Point localization data
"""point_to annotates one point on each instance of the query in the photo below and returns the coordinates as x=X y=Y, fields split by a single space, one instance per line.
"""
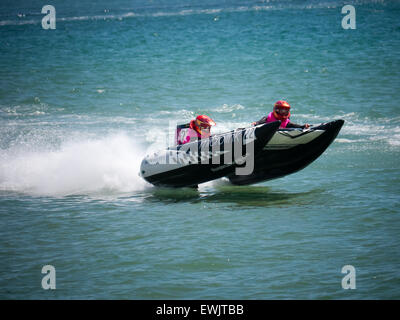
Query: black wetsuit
x=289 y=125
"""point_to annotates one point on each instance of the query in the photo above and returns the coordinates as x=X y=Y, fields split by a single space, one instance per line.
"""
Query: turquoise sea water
x=82 y=104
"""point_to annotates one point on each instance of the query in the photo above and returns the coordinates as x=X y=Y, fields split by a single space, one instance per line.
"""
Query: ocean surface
x=81 y=105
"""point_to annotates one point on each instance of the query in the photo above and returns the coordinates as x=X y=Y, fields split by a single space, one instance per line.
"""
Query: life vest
x=271 y=118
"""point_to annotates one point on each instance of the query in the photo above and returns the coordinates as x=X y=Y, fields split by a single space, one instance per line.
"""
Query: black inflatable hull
x=193 y=174
x=272 y=164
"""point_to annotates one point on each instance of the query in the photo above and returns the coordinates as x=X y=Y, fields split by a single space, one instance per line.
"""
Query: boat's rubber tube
x=289 y=150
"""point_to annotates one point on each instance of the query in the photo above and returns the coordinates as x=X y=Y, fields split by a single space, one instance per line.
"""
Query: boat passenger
x=199 y=128
x=281 y=112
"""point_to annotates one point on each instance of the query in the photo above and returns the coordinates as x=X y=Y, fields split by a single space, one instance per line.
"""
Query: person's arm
x=295 y=125
x=262 y=120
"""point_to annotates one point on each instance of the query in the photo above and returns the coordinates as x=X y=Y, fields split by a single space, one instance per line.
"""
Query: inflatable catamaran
x=190 y=164
x=245 y=156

### TASK INSTRUCTIONS
The required output is each record above, reproduced exactly, without its pictures.

### SOLVED EXERCISE
"""point_to annotates one point on each instance of the query in the photo below and returns the coordinates as x=X y=Y, fields split by a single space, one instance per line.
"""
Query: black wetsuit
x=289 y=125
"""point_to annotates one point on each instance of the query in the photo above and returns the coordinates as x=X y=Y, fields split by a single space, one instance per line.
"""
Query: turquoise sea water
x=82 y=104
"""point_to annotates one point on each instance of the query in the photo above and returns the coordinates as x=X y=Y, fields split by a single space, one instance per line.
"""
Query: ocean surface
x=81 y=105
"""point_to annotates one point on each instance of the query in the photo above and returns the coordinates as x=X y=Y, fields split by a single space, one instance per line.
"""
Query: life vest
x=271 y=118
"""point_to annotates one point on each instance of the query in the photo above and returns the coordinates as x=X y=Y, fields split by a single space, one instance per line.
"""
Query: black inflatable hull
x=193 y=174
x=272 y=164
"""point_to annotates one point on each instance of the query in the photo above and returns the coordinates as x=X y=Y, fields split by a single space, one instance per line.
"""
Query: boat's rubber tube
x=289 y=150
"""point_to annotates one point on each instance of the query in the photo above and returns the coordinates as x=X y=Y, fields split by a single space, one instance per line.
"""
Query: boat passenger
x=199 y=128
x=281 y=112
"""point_to annotates one point on each instance of the query in the photo above and returns the coordinates as x=X y=Y, fields split by a single space, one instance per line.
"""
Query: person's arm
x=295 y=125
x=262 y=120
"""point_to annotates one point on each instance of the query in the photo above and returns the coordinates as x=X y=Y, fields split by a single space, one instance per line.
"""
Query: inflatable catamaran
x=190 y=164
x=245 y=156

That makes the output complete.